BEGIN DATA FOR PROCESSING

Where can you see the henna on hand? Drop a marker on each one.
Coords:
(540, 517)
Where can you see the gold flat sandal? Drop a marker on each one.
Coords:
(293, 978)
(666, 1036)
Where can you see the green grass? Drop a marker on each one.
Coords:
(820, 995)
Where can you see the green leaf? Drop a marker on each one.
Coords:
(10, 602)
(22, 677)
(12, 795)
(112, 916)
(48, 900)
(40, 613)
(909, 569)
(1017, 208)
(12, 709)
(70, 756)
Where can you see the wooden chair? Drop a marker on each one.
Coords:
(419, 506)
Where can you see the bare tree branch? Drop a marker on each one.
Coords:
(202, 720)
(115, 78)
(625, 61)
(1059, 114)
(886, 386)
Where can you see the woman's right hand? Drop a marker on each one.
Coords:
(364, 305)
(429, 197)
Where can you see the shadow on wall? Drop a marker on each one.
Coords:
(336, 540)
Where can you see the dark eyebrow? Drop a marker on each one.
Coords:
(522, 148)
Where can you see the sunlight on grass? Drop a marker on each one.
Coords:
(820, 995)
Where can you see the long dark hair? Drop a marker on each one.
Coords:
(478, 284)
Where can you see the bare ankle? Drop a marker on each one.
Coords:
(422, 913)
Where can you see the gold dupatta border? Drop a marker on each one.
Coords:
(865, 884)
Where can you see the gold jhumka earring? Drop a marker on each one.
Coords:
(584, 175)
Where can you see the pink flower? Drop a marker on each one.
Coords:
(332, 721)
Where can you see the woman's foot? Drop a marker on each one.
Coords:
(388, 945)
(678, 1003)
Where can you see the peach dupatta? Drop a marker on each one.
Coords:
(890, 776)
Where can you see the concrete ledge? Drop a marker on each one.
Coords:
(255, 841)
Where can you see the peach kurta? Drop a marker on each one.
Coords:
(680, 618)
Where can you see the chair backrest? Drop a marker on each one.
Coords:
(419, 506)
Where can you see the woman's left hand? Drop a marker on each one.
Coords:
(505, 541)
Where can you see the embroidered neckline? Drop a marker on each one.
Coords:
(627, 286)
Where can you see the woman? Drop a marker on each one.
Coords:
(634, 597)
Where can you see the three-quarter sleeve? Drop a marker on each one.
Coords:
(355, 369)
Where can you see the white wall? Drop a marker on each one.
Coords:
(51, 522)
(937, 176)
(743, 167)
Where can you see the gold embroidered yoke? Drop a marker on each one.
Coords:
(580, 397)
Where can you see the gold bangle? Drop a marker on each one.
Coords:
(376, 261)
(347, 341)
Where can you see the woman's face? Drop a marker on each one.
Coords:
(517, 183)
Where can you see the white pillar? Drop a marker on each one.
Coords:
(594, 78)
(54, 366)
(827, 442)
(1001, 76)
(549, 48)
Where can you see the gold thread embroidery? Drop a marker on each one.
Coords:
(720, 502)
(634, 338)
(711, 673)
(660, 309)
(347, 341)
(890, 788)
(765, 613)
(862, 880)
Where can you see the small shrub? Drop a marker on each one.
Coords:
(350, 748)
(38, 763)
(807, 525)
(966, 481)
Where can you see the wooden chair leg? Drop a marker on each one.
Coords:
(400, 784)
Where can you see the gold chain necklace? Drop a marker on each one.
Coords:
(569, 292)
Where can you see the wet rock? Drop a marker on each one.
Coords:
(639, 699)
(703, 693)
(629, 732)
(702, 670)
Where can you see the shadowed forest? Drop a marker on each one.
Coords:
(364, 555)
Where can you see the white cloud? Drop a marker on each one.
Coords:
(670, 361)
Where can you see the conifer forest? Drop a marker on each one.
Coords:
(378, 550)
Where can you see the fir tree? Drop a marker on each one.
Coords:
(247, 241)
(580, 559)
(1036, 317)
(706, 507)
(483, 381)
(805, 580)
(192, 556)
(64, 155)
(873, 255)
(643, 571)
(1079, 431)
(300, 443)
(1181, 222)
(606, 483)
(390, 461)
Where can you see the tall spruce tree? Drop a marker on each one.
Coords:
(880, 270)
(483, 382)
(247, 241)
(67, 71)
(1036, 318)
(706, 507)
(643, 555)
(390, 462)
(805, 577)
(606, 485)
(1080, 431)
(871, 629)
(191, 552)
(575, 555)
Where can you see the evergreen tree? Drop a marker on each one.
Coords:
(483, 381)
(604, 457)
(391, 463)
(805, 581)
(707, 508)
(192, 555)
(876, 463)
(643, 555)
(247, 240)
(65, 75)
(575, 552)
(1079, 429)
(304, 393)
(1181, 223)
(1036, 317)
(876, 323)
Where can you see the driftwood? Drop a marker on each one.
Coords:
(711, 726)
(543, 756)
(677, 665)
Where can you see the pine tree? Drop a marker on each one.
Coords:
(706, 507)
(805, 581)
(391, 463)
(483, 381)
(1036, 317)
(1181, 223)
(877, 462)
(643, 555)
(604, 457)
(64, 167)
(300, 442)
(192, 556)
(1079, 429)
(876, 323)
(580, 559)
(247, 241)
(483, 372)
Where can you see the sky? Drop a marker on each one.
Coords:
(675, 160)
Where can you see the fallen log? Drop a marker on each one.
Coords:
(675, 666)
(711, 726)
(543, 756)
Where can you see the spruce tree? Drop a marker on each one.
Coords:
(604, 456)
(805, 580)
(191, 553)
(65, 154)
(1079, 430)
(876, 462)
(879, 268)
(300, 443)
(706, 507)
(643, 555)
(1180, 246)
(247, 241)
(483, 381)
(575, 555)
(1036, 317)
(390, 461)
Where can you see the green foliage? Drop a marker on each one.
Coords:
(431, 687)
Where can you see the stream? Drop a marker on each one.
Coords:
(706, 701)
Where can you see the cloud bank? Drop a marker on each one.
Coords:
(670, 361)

END DATA FOR PROCESSING

Write out all the lines again, exactly as they are.

— PROBLEM SOLUTION —
Where can you see the henna on hand? Drop a marker on each one.
Coords:
(540, 517)
Where can you see the gold flat sandal? Drop a marker on each one.
Coords:
(293, 978)
(666, 1036)
Where can you see the green grass? Drop a marker on each one.
Coords:
(820, 995)
Where can you see the green leaf? Drop a marker on each one.
Coords:
(10, 602)
(22, 677)
(12, 795)
(112, 916)
(48, 900)
(40, 613)
(909, 569)
(1017, 208)
(12, 709)
(70, 756)
Where can you see the wooden chair? Drop a marker on each one.
Coords:
(419, 506)
Where can you see the bare tree branch? Drop a marker on each one.
Coords:
(202, 720)
(115, 78)
(625, 61)
(1059, 114)
(886, 386)
Where can you see the woman's right hand? Drop a marker on each one.
Coords:
(364, 305)
(429, 197)
Where can you see the shadow on wall? Drop a marker on each one.
Coords:
(336, 540)
Where can you see the dark eyebrow? Drop a marker on each one.
Coords:
(522, 148)
Where can you see the sunlight on grass? Drop a marker on each one.
Coords:
(820, 995)
Where can you see the long dark hair? Drop a marker on each one.
Coords:
(478, 284)
Where can you see the bare ankle? Drop a marker on each one.
Coords:
(422, 913)
Where can you see the gold dupatta border? Drop a marker on each one.
Coords:
(865, 884)
Where can you see the gold jhumka earring? Drop a marker on each one.
Coords:
(584, 175)
Where can you see the pink flower? Drop a marker on each one.
Coords:
(332, 721)
Where can you see the woman's foot? Drop a marker on each one.
Coords:
(388, 945)
(678, 1003)
Where can you see the peach dupatta? Drop a marker on each one.
Coords:
(890, 776)
Where can you see the concrete ledge? Drop a marker on each one.
Coords:
(255, 841)
Where can you see the peach kurta? Drop a marker on each one.
Coords:
(680, 618)
Where can you see the chair backrest? Drop a marker on each one.
Coords:
(419, 506)
Where can you see the woman's left hand? Drop a marker on each one.
Coords:
(505, 541)
Where can you see the embroidered neckline? Drop a marker on each one.
Coords:
(627, 286)
Where can you see the woman? Drop a marker on each one.
Coords:
(634, 597)
Where can you see the three-quarter sleeve? Drop a marker on each one.
Coords:
(355, 369)
Where can you see the white wall? Drop a marker on each one.
Coords:
(51, 522)
(937, 176)
(743, 167)
Where can you see the gold embroidered yoke? Drop a marker on each one.
Coords:
(580, 397)
Where can you see the gold bangle? Drop a marker on each one.
Coords:
(376, 261)
(347, 341)
Where can you see the woman's face? Drop a marker on each one.
Coords:
(517, 183)
Where can you see the white pillar? Drop a marker on each one.
Coords:
(594, 78)
(54, 366)
(827, 442)
(1001, 76)
(549, 48)
Where can you see the gold thread embroidery? Drop a marker on each one.
Coords:
(720, 502)
(634, 338)
(711, 673)
(660, 309)
(347, 341)
(890, 788)
(765, 613)
(862, 880)
Where can you see the small shrub? Drop a marker on each one.
Coords:
(350, 748)
(38, 763)
(807, 525)
(966, 481)
Where can you see the wooden chair leg? Drop a marker on each one.
Coords:
(400, 784)
Where can you see the gold chain necklace? Drop a marker on each one.
Coords:
(569, 292)
Where can you see the wet rock? Drop a marker on each one.
Coords:
(639, 699)
(703, 693)
(629, 732)
(702, 670)
Where can you see the shadowed forest? Drop a marker on each one.
Coords:
(364, 555)
Where can you see the white cloud? Drop a marker on each one.
Coords:
(670, 361)
Where can you see the conifer forest? Drop a marker on each one.
Coords:
(378, 550)
Where can you see the fir tree? Drop a marker on each one.
Coords:
(247, 241)
(580, 559)
(1036, 317)
(706, 507)
(483, 381)
(805, 580)
(192, 556)
(64, 155)
(873, 255)
(643, 571)
(1079, 431)
(300, 443)
(1181, 222)
(606, 483)
(390, 461)
Where can you see the tall spruce tree? Drop a marker on each one.
Coords:
(880, 270)
(483, 382)
(247, 241)
(67, 71)
(1036, 318)
(706, 507)
(643, 555)
(390, 462)
(805, 577)
(606, 485)
(1080, 431)
(871, 629)
(191, 552)
(575, 555)
Where can you see the evergreen tree? Drop a marker on each one.
Coords:
(483, 381)
(604, 457)
(391, 463)
(805, 581)
(707, 508)
(192, 555)
(876, 463)
(643, 555)
(247, 240)
(65, 75)
(575, 552)
(1079, 429)
(304, 393)
(1181, 223)
(1036, 317)
(876, 323)
Where can you see the driftwood? Drop a marker on each one.
Coords:
(711, 726)
(543, 756)
(677, 665)
Where can you see the pine tree? Drop a marker on each one.
Coords:
(706, 507)
(805, 581)
(391, 463)
(483, 381)
(1036, 317)
(1181, 223)
(877, 462)
(643, 555)
(604, 457)
(64, 167)
(300, 442)
(192, 556)
(1079, 429)
(876, 323)
(580, 559)
(247, 241)
(483, 372)
Where can you see the sky? Drop a marker on each one.
Coords:
(675, 160)
Where can you see the fallen log? Drop a marker on each one.
Coords:
(675, 666)
(711, 726)
(543, 756)
Where can you see the spruce tree? Drop a marker on each one.
Coords:
(604, 456)
(805, 580)
(191, 553)
(65, 154)
(1079, 430)
(876, 462)
(879, 268)
(300, 443)
(706, 507)
(643, 555)
(1180, 246)
(247, 241)
(483, 381)
(575, 555)
(1036, 317)
(390, 461)
Where can you see the green foliage? Drop a marker on each one.
Coords:
(431, 687)
Where can you see the stream? Drop a marker on each one.
Coords:
(706, 701)
Where can you see the cloud bank? Drop a marker on each one.
Coords:
(670, 361)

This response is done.